--- Problem details ---
Put every line below into a Markdown table with two columns, Row and Line. Give each row its number and skip the blank lines.

--- Data shown ---
━━━━━━━━━━━━━━━━━━━━━━━━━━━━━━

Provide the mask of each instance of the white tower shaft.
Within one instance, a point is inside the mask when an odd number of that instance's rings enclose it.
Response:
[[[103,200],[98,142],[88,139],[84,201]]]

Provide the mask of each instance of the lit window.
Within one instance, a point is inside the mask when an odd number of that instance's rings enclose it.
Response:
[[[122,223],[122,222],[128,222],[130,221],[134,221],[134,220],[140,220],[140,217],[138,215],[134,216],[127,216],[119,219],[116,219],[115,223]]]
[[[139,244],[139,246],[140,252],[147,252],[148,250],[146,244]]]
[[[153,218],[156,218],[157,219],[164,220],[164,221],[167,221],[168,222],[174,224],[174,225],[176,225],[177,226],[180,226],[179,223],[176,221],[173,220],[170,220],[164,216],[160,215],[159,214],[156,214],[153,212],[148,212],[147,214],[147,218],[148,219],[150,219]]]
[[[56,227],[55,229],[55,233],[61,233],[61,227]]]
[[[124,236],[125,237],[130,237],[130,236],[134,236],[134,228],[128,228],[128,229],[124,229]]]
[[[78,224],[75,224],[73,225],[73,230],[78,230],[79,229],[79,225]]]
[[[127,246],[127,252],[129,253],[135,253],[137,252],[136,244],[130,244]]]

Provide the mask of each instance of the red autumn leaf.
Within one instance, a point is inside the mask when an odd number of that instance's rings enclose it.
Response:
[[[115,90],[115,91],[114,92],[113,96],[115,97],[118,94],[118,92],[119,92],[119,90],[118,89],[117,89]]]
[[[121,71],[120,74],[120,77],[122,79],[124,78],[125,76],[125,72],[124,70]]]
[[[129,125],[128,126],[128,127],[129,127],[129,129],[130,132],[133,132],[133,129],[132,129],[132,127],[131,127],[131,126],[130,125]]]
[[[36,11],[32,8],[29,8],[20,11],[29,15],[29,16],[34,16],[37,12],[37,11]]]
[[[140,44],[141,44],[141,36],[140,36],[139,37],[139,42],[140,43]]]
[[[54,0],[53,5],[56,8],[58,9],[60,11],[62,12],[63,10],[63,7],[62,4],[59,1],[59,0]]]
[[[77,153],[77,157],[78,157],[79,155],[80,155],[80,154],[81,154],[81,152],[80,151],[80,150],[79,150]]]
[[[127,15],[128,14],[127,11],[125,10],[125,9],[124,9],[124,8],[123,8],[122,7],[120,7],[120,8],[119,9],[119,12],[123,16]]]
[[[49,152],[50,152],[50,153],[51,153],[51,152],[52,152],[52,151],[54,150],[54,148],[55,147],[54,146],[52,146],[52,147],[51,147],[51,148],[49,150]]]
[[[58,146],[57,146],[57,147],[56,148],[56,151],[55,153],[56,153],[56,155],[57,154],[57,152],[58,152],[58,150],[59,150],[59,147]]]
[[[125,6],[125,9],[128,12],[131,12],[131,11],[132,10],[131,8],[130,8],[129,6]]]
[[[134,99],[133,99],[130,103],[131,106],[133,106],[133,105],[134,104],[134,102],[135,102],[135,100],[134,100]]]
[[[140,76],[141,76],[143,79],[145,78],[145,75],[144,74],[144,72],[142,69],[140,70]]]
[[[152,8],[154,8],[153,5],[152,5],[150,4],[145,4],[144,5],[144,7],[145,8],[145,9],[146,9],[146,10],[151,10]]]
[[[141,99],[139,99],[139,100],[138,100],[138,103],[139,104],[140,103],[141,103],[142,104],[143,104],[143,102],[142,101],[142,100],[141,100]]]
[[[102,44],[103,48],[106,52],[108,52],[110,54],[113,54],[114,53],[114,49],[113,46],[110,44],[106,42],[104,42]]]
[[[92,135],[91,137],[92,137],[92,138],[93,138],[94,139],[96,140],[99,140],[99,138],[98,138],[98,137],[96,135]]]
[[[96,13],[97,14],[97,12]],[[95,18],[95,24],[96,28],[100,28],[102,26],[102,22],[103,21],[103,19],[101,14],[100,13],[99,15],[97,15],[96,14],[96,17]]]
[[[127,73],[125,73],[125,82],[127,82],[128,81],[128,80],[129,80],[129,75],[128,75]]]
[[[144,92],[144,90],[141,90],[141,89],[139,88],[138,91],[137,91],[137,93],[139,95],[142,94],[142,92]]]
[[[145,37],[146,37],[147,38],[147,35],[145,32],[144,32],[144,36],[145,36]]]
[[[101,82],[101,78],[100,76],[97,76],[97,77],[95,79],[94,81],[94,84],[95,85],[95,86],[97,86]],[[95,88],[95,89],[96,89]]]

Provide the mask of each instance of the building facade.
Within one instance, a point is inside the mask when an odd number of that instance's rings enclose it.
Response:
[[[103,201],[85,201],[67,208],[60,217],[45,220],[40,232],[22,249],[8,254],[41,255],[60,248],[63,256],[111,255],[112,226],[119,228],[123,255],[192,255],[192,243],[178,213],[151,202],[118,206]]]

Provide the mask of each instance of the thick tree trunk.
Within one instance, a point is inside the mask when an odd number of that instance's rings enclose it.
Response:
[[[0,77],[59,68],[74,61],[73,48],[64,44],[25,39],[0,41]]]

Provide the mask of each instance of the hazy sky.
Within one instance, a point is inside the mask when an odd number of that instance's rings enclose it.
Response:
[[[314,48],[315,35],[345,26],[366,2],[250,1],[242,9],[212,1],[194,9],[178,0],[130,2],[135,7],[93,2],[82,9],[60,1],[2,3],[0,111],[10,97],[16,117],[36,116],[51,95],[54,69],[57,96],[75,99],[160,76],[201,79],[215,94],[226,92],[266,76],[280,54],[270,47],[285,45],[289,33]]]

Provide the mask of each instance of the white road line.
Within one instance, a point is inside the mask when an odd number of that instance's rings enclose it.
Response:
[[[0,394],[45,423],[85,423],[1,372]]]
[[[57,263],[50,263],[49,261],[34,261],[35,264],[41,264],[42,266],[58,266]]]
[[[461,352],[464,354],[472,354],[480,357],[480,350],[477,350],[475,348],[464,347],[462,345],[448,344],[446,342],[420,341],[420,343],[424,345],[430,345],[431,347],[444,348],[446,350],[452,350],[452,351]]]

━━━━━━━━━━━━━━━━━━━━━━━━━━━━━━

--- Answer to this exercise ---
| Row | Line |
|---|---|
| 1 | Provide the mask of each instance of the white tower shaft. |
| 2 | Within one instance, a point is inside the mask when an odd number of that instance's rings enclose it. |
| 3 | Response: |
| 4 | [[[103,200],[98,142],[88,139],[84,201]]] |
| 5 | Provide the mask of each instance of the lit window. |
| 6 | Within one instance, a point is inside the mask when an odd number of that instance's rings enclose it. |
| 7 | Response: |
| 8 | [[[122,223],[122,222],[128,222],[130,221],[134,221],[134,220],[140,220],[140,217],[138,215],[134,216],[127,216],[119,219],[116,219],[115,223]]] |
| 9 | [[[139,244],[139,246],[140,252],[147,252],[148,250],[146,244]]] |
| 10 | [[[153,218],[156,218],[157,219],[164,220],[164,221],[167,221],[168,222],[174,224],[174,225],[176,225],[177,226],[180,226],[179,223],[176,221],[173,220],[170,220],[164,216],[160,215],[159,214],[156,214],[153,212],[148,212],[147,214],[147,218],[148,219],[150,219]]] |
| 11 | [[[56,227],[55,229],[55,233],[61,233],[61,227]]] |
| 12 | [[[124,236],[125,237],[130,237],[130,236],[134,236],[134,228],[128,228],[128,229],[124,229]]] |
| 13 | [[[78,224],[75,224],[73,225],[73,230],[78,230],[79,229],[79,225]]] |
| 14 | [[[127,246],[127,252],[129,253],[135,253],[137,252],[136,244],[130,244]]] |
| 15 | Provide the mask of each instance of the red autumn leaf. |
| 16 | Within one instance, a point is inside the mask when an odd number of that instance's rings enclose it. |
| 17 | Response: |
| 18 | [[[115,90],[115,91],[114,92],[113,96],[115,97],[118,94],[118,92],[119,92],[119,90],[118,89],[117,89]]] |
| 19 | [[[121,71],[120,74],[120,77],[122,79],[124,78],[125,76],[125,72],[124,70]]] |
| 20 | [[[129,125],[128,126],[128,127],[129,127],[129,129],[130,132],[133,132],[133,129],[132,129],[132,127],[131,127],[131,126],[130,125]]] |
| 21 | [[[36,11],[32,8],[29,8],[20,11],[29,15],[29,16],[34,16],[37,12],[37,11]]] |
| 22 | [[[140,44],[141,44],[141,36],[140,36],[139,37],[139,42],[140,43]]] |
| 23 | [[[54,0],[53,5],[56,8],[58,9],[60,11],[62,12],[63,10],[63,7],[62,4],[59,1],[59,0]]] |
| 24 | [[[77,153],[77,157],[78,157],[79,155],[80,155],[80,154],[81,154],[81,152],[80,151],[80,150],[79,150]]] |
| 25 | [[[127,15],[128,14],[127,11],[125,10],[125,9],[124,9],[124,8],[123,8],[122,7],[120,7],[120,8],[119,9],[119,12],[123,16]]] |
| 26 | [[[49,152],[50,152],[50,153],[51,153],[51,152],[52,152],[52,151],[54,150],[54,148],[55,147],[54,146],[52,146],[52,147],[51,147],[51,148],[49,150]]] |
| 27 | [[[58,146],[57,146],[57,147],[56,148],[56,151],[55,153],[56,153],[56,155],[57,154],[57,152],[58,152],[58,150],[59,150],[59,147]]] |
| 28 | [[[125,6],[125,9],[128,12],[131,12],[131,11],[132,10],[131,8],[130,8],[129,6]]] |
| 29 | [[[134,99],[133,99],[130,103],[131,106],[133,106],[133,105],[134,104],[134,102],[135,102],[135,100],[134,100]]] |
| 30 | [[[140,76],[141,76],[143,79],[145,78],[145,75],[144,74],[144,72],[142,69],[140,70]]] |
| 31 | [[[152,8],[154,8],[153,5],[152,5],[150,4],[145,4],[144,5],[144,7],[145,8],[145,9],[146,9],[146,10],[151,10]]] |
| 32 | [[[141,99],[139,99],[139,100],[138,100],[138,103],[139,104],[140,103],[141,103],[142,104],[143,104],[143,102],[142,101],[142,100],[141,100]]] |
| 33 | [[[102,44],[103,48],[106,52],[108,52],[110,54],[113,54],[114,53],[114,49],[113,46],[110,44],[106,42],[104,42]]] |
| 34 | [[[92,135],[91,137],[92,137],[92,138],[93,138],[94,139],[96,140],[99,140],[99,138],[98,138],[98,137],[96,135]]] |
| 35 | [[[96,13],[97,14],[97,12]],[[95,18],[95,24],[96,28],[100,28],[102,26],[102,22],[103,21],[103,19],[101,14],[100,13],[99,15],[97,15],[96,14],[96,17]]] |
| 36 | [[[127,73],[125,73],[125,82],[127,82],[128,81],[128,80],[129,80],[129,75],[128,75]]] |
| 37 | [[[144,92],[144,90],[141,90],[141,89],[139,88],[138,91],[137,91],[137,93],[139,95],[142,94],[142,92]]] |
| 38 | [[[145,37],[146,37],[147,38],[147,35],[145,32],[144,32],[144,36],[145,36]]] |
| 39 | [[[101,82],[101,78],[100,76],[97,76],[97,77],[95,79],[94,81],[94,84],[95,85],[95,86],[97,86]],[[95,88],[95,89],[96,89]]] |
| 40 | Provide the mask of each instance of the building facade. |
| 41 | Within one instance, a point is inside the mask when an odd number of that instance's rings enclose it. |
| 42 | Response: |
| 43 | [[[103,201],[85,201],[67,208],[60,217],[45,220],[40,232],[22,249],[8,254],[41,255],[60,248],[63,256],[111,255],[112,226],[119,228],[123,255],[192,255],[192,243],[178,213],[151,202],[118,206]]] |
| 44 | Provide the mask of each instance of the thick tree trunk. |
| 45 | Within one instance, a point is inside the mask when an odd number of that instance's rings enclose it. |
| 46 | Response: |
| 47 | [[[0,77],[59,68],[74,61],[73,48],[64,44],[25,39],[0,41]]] |
| 48 | Provide the mask of each instance of the hazy sky. |
| 49 | Within one instance, a point is inside the mask when an odd number of that instance's rings enclose it. |
| 50 | Response: |
| 51 | [[[314,48],[315,35],[345,26],[366,2],[250,1],[242,9],[212,1],[194,9],[178,0],[130,2],[135,7],[93,2],[82,9],[60,1],[2,3],[0,111],[10,97],[16,117],[36,116],[51,95],[54,69],[57,96],[75,99],[160,76],[201,79],[215,94],[226,92],[266,76],[280,54],[270,47],[285,45],[289,33]]] |
| 52 | Provide the mask of each instance of the white road line. |
| 53 | Within one instance, a point is inside the mask when an odd number of that instance's rings enclose it. |
| 54 | Response: |
| 55 | [[[0,394],[45,423],[85,423],[1,372]]] |
| 56 | [[[57,263],[50,263],[49,261],[34,261],[35,264],[41,264],[42,266],[58,266]]] |
| 57 | [[[461,352],[464,354],[472,354],[480,357],[480,350],[477,350],[475,348],[464,347],[462,345],[448,344],[446,342],[420,341],[420,343],[424,345],[430,345],[431,347],[444,348],[446,350],[452,350],[452,351]]] |